■ EXERCISE AIM: Each entry below is to be written out exactly, and the pictures are to be left out.

■ ROWS:
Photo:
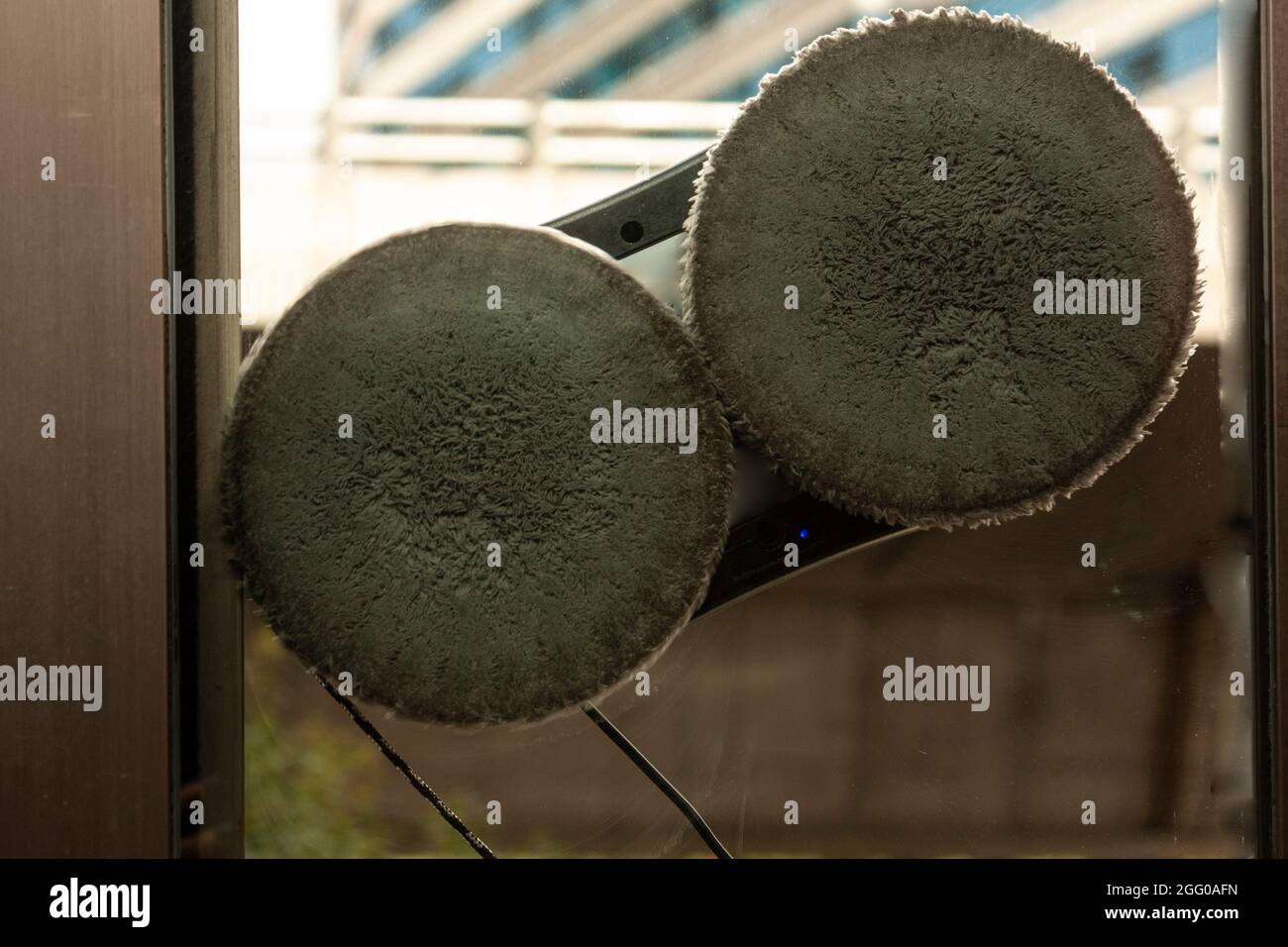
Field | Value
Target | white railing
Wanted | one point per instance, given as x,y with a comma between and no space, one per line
522,132
592,133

■ SOLUTION FOR THIS TASK:
Photo:
Field | Value
Target | white railing
Wanted | one point per instance, given as x,y with a comma between and no space, one per line
522,132
592,133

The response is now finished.